───── THE INPUT ─────

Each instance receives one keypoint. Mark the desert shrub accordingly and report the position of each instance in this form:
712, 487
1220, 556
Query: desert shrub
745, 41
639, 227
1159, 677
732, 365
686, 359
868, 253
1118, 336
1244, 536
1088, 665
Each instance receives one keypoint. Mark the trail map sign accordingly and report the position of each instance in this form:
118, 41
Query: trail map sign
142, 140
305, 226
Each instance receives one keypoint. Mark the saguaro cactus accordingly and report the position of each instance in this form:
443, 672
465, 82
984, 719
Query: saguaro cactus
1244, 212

─────
───── THE INPUT ─────

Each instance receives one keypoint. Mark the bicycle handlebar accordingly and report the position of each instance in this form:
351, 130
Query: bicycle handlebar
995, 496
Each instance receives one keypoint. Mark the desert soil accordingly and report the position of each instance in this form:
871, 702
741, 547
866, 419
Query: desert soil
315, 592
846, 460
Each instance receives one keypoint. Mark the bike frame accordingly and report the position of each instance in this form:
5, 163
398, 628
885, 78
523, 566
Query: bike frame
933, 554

─────

_WORK ORDER_
Gather every line from the entries above where the word "receives" appears, and copy them.

_YOUR SOLUTION_
Each instance receives one keypoint. Mark the desert shrub accordingly and report the position of each instance in this form:
Each instance receives one keypoint. Mark the trail map sign accordingly and report the position of each instance in this form:
Each instance receives one keypoint. Mark the saguaro cactus accordingly and report the position of each instance in this form:
Each instance receives one keypoint. Mark the bicycle handlebar accordingly and report the position of each instance in this form:
Each instance receives one keypoint. Mark the desert soil accordingly and report the position of each instance in this form:
Each instance receives one keypoint. Mark the bike frame accordingly and report the position of each instance in this form:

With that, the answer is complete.